CONSEGNA
Puoi riscrivere il materiale dalla riga che contiene "Could you identify the fallen branch" fino alla riga che contiene "[695,120,700,238]", sostituendo "wooden fence post" con "wooden fence pole" e lasciando tutto il resto invariato?

------ MATERIALE DI LAVORO

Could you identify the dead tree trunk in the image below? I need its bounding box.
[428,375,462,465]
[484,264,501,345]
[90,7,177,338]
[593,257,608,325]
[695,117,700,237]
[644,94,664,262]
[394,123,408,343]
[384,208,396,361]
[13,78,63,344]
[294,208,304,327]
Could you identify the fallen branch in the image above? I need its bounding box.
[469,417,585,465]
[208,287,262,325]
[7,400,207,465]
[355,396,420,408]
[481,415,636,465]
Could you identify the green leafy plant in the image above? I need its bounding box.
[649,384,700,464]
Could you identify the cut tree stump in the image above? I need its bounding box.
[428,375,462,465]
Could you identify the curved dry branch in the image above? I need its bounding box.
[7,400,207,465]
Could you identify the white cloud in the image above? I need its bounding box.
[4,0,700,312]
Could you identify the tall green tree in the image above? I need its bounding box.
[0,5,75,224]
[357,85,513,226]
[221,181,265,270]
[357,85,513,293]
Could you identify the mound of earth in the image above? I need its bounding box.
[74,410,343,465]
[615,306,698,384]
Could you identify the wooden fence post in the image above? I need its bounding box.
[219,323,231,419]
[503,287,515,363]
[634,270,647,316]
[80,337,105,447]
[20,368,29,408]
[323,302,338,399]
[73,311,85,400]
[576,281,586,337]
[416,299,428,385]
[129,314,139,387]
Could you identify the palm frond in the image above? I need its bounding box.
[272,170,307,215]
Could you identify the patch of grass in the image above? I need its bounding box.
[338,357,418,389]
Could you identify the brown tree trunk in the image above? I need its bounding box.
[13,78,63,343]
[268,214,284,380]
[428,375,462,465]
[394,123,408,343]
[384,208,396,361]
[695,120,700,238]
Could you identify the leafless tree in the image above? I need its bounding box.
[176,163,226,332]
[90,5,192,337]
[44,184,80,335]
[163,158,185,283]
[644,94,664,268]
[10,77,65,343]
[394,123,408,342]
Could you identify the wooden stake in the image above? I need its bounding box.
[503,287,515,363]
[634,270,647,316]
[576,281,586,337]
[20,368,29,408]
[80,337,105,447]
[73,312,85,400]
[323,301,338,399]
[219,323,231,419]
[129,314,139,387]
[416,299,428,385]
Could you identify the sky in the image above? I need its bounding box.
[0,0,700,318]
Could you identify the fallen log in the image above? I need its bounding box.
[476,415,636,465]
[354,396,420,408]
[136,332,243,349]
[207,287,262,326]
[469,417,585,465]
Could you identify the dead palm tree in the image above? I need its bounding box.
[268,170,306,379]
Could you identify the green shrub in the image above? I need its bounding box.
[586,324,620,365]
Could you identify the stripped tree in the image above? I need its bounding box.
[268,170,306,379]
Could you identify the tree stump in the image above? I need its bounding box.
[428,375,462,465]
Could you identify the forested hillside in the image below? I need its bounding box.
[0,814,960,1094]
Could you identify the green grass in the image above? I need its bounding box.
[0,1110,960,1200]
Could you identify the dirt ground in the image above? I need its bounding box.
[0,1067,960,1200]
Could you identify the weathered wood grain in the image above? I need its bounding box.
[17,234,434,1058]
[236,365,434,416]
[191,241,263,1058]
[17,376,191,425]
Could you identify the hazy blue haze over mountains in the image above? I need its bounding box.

------------

RISPOSTA ATTESA
Could you identify the fallen branch in the image above? I need its bounding box.
[469,417,585,465]
[208,287,262,325]
[7,400,207,465]
[355,396,420,408]
[481,415,636,465]
Could you identify the green leafy plant in the image above? I need its bounding box.
[649,384,700,464]
Could you identify the cut tree stump in the image above? I need its bounding box.
[428,375,462,465]
Could you identify the curved dry branch in the image above? I need its bounding box.
[7,400,207,465]
Could you identify the white cloud in the image above? I need its bounding box.
[4,0,700,312]
Could you identify the tall green tree in the image above? I need its bounding box.
[0,5,75,224]
[357,85,513,226]
[221,181,265,270]
[357,85,513,293]
Could you identify the mound of earth in the image above? I need its bounding box.
[74,410,343,465]
[615,306,698,384]
Could you identify the wooden fence pole in the image above? I need its bounding box.
[219,323,231,419]
[503,287,515,363]
[634,270,647,316]
[80,337,105,447]
[20,368,29,408]
[323,302,338,399]
[73,311,85,400]
[576,281,586,337]
[416,299,428,385]
[129,314,139,387]
Could you identify the palm frond in the image above? I need its bounding box.
[272,170,307,215]
Could you identify the patch of grass in the image above? I need its bounding box.
[338,357,418,389]
Could you identify the brown tree trunk in the image above? I need its bounding box.
[13,78,63,343]
[268,214,284,380]
[428,375,462,465]
[394,123,408,343]
[384,208,396,361]
[695,120,700,238]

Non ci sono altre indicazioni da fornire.